··· Document source ···
Lundi 11 mars (day 15) : Premier jour sans eaux libres mais pas sans chaos...

Lundi 2 pm "On ne peut pas se faire un idée, explique Dixie au téléphone, certes, nous n'avons plus d'eaux libres depuis ce matin mais nous sommes face à un indescriptible chaos de glaces qu'il faut négocier avec des traîneaux qui semblent peser une tonne... Difficile..."

CE QUE LES HOMMES MANGENT
ET POURQUOI

Comme prévu, nous publions ce lundi un intéressant dossier sur l'alimentation polaire qui peut également servir à tous ceux qui fréquentent, une fois ou l'autre dans leur vie, les régions froides de notre globe / les calories, l'avantage des graisses, les différents aliments, les rations journalières, bref, ce que les deux hommes mangent et pourquoi
cliquez ici

Il a été rédigé par le diététicien de l'expédition, le Dromois Arnaud Tortel

Partis à 10 am, Alain et Dixie ont marché pendant 6h30 aujourd'hui. Pas question de sortir les skis. En-dessous de la neige recouvrant les glaces (il a neigé la semaine dernière), se glissent des eaux de mer qui empêchent toute glisse. Une véritable boue blanche... Qui épuise les forces des aventuriers.
"Nous ne pouvons pas faire vraiment plus que ce que nous faisons, explique Alain comme pour se justifier, le soir, nous sommes crevés et puis, de toute façon, on ne peut pas avancer plus vite sous peine de prendre trop de risques. Demain, à première vue, le terrain ne sera pas meilleur... Il faut attendre, on a la forme, mais cette première partie d'expédition est épuisante. Cela dit, on filme pas mal car les lumières sont toujours aussi extraordinaires que durant les premiers jours et l'on prend pas mal de photos. Impossible encore d'en envoyer car on a quelques problèmes avec les batteries. Dixie est aux petits soins pour moi, il soigne mes doigts, et, le matin, il fume sa petite pipe avant de commencer la journée et cela sent bon.... Le moral est excellent. On attend que viennent des jours meilleurs..."

Départ à 10 am, presque 7 heures de marche, température plus clémente : -20° C...

Lundi 10 am / Comme il a été question ce week end d'une panne éventuelle de batteries, il est peut-être utile de profiter de cette occasion pour expliquer comment fonctionne l'utilisation de l'énergie dans une telle expédition.

Mis à part le fuel pour le réchaud, la seule énergie utilisée par les deux hommes est l'énergie solaire ; ils ont emporté deux panneaux solaires, 100/40cm et 32 watt, qui sont équipés de régulateurs spécifiques pour optimiser la charge.
···
§ Travail à faire
a. D'après le document source, qui a rédigé le dossier sur l'alimentation polaire ?
b. Dites si chacune des affirmations suivantes concorde avec le document source : (i) ce jour-là, Alain et Dixie ont avancé à skis ; (ii) les deux hommes disposent de deux panneaux solaires ; (iii) Alain affirme que le moral est bas.
··· Extrait des données ···
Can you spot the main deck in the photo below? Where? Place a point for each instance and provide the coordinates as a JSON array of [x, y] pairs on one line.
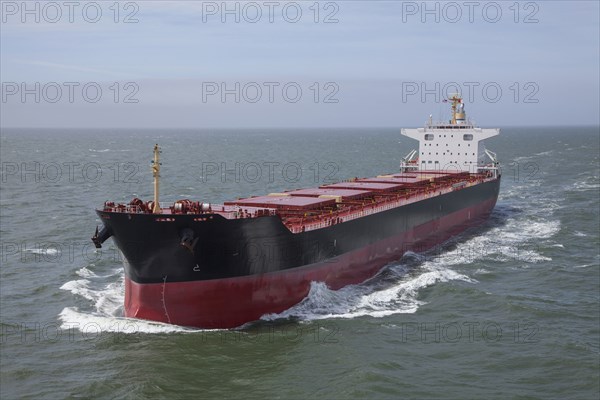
···
§ Réponses attendues
a. Le diététicien de l'expédition, le Dromois Arnaud Tortel.

b.
(i) Non : « Pas question de sortir les skis. »
(ii) Oui : « ils ont emporté deux panneaux solaires »
(iii) Non : « Le moral est excellent. »